■ INSTRUCTIONS FOR THE TASK ■
Where does the string "coiled" appear? Copy every line of the entries below that holds it.
- Opening Delimiter -
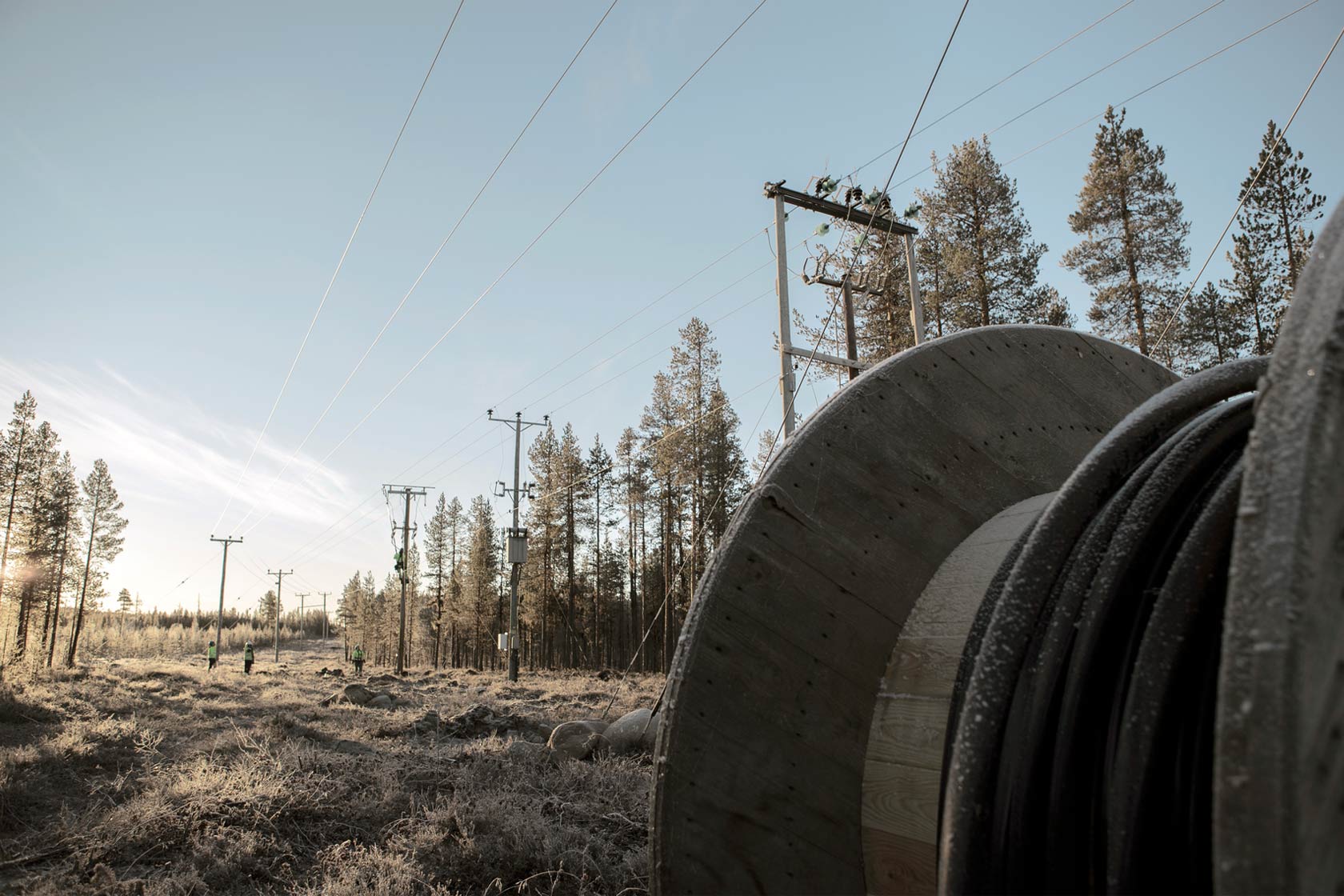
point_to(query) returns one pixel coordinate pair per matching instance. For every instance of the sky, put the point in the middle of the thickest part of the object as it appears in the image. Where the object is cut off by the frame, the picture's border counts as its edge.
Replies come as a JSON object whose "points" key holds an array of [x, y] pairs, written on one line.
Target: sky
{"points": [[180, 180]]}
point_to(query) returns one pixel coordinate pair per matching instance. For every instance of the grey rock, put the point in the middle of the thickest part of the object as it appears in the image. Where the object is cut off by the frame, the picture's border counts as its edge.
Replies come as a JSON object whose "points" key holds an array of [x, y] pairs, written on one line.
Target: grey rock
{"points": [[358, 694], [634, 732], [578, 739], [525, 750]]}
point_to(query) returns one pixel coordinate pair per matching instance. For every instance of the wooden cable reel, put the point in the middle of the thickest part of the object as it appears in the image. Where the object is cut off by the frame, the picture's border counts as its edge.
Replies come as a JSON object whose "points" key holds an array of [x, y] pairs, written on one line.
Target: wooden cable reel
{"points": [[850, 678]]}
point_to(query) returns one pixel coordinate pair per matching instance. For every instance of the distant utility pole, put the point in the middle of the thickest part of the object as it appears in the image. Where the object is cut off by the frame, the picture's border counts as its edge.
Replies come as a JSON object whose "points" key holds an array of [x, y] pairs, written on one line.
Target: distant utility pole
{"points": [[407, 492], [518, 536], [302, 607], [280, 579], [223, 574], [877, 225]]}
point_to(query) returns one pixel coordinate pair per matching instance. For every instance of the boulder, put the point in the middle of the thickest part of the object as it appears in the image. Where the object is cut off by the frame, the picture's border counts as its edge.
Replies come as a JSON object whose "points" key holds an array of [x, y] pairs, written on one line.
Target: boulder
{"points": [[480, 720], [578, 739], [525, 750], [358, 694], [634, 732]]}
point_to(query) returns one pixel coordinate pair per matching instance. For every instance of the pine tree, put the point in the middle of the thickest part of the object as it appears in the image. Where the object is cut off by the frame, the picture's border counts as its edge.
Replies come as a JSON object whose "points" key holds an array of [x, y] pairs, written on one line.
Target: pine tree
{"points": [[15, 453], [438, 558], [663, 437], [1257, 297], [266, 610], [634, 488], [1134, 245], [63, 518], [598, 469], [982, 242], [482, 562], [766, 449], [1211, 330], [39, 544], [105, 524], [573, 484], [350, 609], [1280, 207]]}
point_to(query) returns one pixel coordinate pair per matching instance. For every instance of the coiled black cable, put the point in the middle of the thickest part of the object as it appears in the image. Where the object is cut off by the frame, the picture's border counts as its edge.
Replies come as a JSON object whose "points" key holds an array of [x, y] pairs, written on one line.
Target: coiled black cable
- Closing Delimiter -
■ SOLUTION TO THE EXERCISE ■
point_to(query) returns one pixel coordinate pair per matching instance. For every instance of the coiled black cable, put the point in the middle of the thickest part of the object as it appears in the image. Where the object is cut off by the frame, the picture's border counts as its edge.
Target: coiled black cable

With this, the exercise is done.